# Task instructions
Lay out the listing below as a JSON list of strings, one string per line from start to finish, leaving out any blank lines.

⟨

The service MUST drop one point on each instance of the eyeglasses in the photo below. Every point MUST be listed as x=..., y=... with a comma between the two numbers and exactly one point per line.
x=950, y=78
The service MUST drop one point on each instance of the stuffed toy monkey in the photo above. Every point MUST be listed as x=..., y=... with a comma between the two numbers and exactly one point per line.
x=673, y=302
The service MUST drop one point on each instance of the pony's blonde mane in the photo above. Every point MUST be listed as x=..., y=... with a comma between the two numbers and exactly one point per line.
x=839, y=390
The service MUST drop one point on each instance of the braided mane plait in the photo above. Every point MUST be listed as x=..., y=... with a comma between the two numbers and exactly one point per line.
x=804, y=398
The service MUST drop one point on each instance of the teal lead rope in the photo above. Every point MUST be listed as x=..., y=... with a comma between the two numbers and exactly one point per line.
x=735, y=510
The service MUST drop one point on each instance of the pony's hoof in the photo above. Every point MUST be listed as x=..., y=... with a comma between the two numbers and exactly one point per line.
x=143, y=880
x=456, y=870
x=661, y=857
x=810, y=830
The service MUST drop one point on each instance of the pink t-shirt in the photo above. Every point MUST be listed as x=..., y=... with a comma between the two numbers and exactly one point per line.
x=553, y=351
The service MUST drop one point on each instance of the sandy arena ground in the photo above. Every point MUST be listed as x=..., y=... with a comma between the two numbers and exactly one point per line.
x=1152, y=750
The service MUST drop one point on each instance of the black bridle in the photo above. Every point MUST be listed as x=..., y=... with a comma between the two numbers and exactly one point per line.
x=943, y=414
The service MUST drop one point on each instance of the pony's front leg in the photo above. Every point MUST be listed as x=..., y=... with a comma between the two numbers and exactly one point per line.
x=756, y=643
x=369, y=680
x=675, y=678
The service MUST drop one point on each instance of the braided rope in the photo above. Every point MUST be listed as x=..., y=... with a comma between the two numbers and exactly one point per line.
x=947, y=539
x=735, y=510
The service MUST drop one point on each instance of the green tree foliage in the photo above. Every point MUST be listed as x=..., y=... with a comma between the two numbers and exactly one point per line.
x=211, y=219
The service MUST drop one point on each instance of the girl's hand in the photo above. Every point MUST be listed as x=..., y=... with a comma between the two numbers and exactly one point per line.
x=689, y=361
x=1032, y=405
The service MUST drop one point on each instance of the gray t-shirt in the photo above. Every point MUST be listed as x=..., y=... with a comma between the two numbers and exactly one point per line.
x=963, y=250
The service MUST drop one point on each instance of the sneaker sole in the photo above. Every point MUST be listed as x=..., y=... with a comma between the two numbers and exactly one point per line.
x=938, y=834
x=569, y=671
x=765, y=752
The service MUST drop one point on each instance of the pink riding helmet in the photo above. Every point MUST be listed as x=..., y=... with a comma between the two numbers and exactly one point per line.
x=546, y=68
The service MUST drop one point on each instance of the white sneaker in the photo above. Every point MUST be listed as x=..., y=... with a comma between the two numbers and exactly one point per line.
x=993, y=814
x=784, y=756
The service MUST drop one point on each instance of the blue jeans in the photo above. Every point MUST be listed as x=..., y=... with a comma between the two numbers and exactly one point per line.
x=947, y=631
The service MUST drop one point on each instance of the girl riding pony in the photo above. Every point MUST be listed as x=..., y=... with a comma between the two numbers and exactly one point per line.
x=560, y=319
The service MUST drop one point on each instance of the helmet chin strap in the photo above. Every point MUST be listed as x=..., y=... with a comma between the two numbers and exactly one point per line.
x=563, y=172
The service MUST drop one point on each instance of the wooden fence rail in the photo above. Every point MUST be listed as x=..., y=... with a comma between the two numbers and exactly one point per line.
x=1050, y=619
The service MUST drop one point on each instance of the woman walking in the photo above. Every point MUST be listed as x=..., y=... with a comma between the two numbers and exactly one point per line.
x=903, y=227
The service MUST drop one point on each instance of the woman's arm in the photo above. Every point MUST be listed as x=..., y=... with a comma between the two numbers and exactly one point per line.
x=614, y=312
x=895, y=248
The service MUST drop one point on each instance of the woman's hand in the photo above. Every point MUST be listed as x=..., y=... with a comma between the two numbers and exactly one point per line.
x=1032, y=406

⟩

# Exercise solution
[
  "The service MUST drop one point on each instance of the eyeglasses in the photo below. Every point MUST be listed as x=..., y=... with a comma between the two numbers and exactly one point per line.",
  "x=950, y=78",
  "The service MUST drop one point on each instance of the stuffed toy monkey in the photo above. Every point MUST be listed as x=..., y=... with a comma between the two numbers and exactly one point per line.",
  "x=673, y=302",
  "The service MUST drop one point on each instance of the pony's blonde mane in the photo above. Every point MUST be listed as x=..., y=... with a comma between the two numbers and exactly one point per line.",
  "x=839, y=390",
  "The service MUST drop one point on each instance of the braided mane plait in the photo above. Every point MUST be listed as x=..., y=... with a comma between the two numbers and exactly one point per line.",
  "x=804, y=398",
  "The service MUST drop one point on each instance of the teal lead rope in the photo above. Every point MUST be listed as x=..., y=... with a comma between the two numbers and exactly one point per line.",
  "x=735, y=510",
  "The service MUST drop one point on each instance of the pony's hoof in the photo above. Every point MUST be listed as x=..., y=... with a comma between the two numbers and exactly one point per line.",
  "x=143, y=880",
  "x=456, y=870",
  "x=661, y=857",
  "x=810, y=830",
  "The service MUST drop one point on each instance of the pink t-shirt in the photo above. Every point MUST be listed as x=..., y=... with a comma between the two numbers and exactly one point per line.",
  "x=553, y=351",
  "The service MUST drop one point on each instance of the sandy arena ground in the photo above. Every point MUST be listed as x=..., y=... with a comma between the two numbers and exactly one point per line.",
  "x=1152, y=750",
  "The service MUST drop one point on each instance of the black bridle in the photo above. Every point MUST be listed as x=..., y=... with a comma between the two numbers and exactly one point per line.",
  "x=943, y=414",
  "The service MUST drop one point on each instance of the pony's front leg in the photo above. Every point MUST be listed as x=..., y=... with a comma between the two numbers and exactly one point per line.",
  "x=756, y=643",
  "x=369, y=680",
  "x=675, y=678",
  "The service MUST drop one point on each instance of the braided rope in the photo above. Every point MUST be listed as x=..., y=... with a comma between the two numbers and exactly one point per line.",
  "x=947, y=539",
  "x=735, y=510",
  "The service MUST drop one point on each instance of the green tree foliage in the photo above. Every point MUST be listed as x=..., y=... with a comma between the two numbers and exactly one point per line.",
  "x=211, y=219",
  "The service MUST drop one point on each instance of the girl's hand in the photo above. Every point MUST be listed as x=..., y=... with a comma between the two numbers and exactly one point per line.",
  "x=689, y=361",
  "x=1032, y=405",
  "The service MUST drop one point on each instance of the gray t-shirt in the photo above. Every point MUST be listed as x=..., y=... with a comma between the two numbers and exactly one point per line.",
  "x=963, y=250",
  "The service MUST drop one point on each instance of the sneaker sole in the photo above. Every point MUST be listed as x=..., y=... with a comma between the two numbers and exactly one point per line.",
  "x=938, y=834",
  "x=569, y=671",
  "x=765, y=752",
  "The service MUST drop one point on each instance of the pink riding helmet in the photo above. Every point MUST be listed as x=..., y=... with a comma between the two numbers and exactly one point per line.",
  "x=546, y=68",
  "The service MUST drop one point on each instance of the white sneaker in the photo above. Every point MUST be listed as x=..., y=... with a comma between the two numbers and exactly one point per line.",
  "x=993, y=814",
  "x=784, y=756",
  "The service MUST drop one point on each instance of the blue jeans in the photo above. Every point MUST be listed as x=..., y=... with a comma between the two numbers and exactly one point per line.",
  "x=947, y=631",
  "The service MUST drop one point on each instance of the girl riding pony in the photo above. Every point MUST be listed as x=..., y=... with a comma between the two numbers and exactly one point per line.",
  "x=560, y=319",
  "The service MUST drop one point on each instance of the helmet chin strap in the photo above. Every point MUST be listed as x=..., y=... with a comma between the two numbers and exactly one point per line.",
  "x=563, y=172",
  "The service MUST drop one point on each instance of the wooden fence rail in the photo above. Every point MUST be listed as x=..., y=... with a comma between the two numbers and exactly one point per line.",
  "x=1050, y=619",
  "The service MUST drop one point on each instance of the woman walking in the photo above. Every point MUST be listed as x=..., y=... with a comma between the two numbers and exactly one point per line.",
  "x=903, y=227",
  "The service MUST drop one point on each instance of the woman's arm in the photo above. Every point MUST be listed as x=..., y=... with a comma between the two numbers and exactly one point per line.",
  "x=614, y=312",
  "x=895, y=248",
  "The service MUST drop one point on each instance of the woman's hand in the photo above. Every point MUST be listed as x=..., y=... with a comma between the two numbers and exactly one point per line.",
  "x=1032, y=406"
]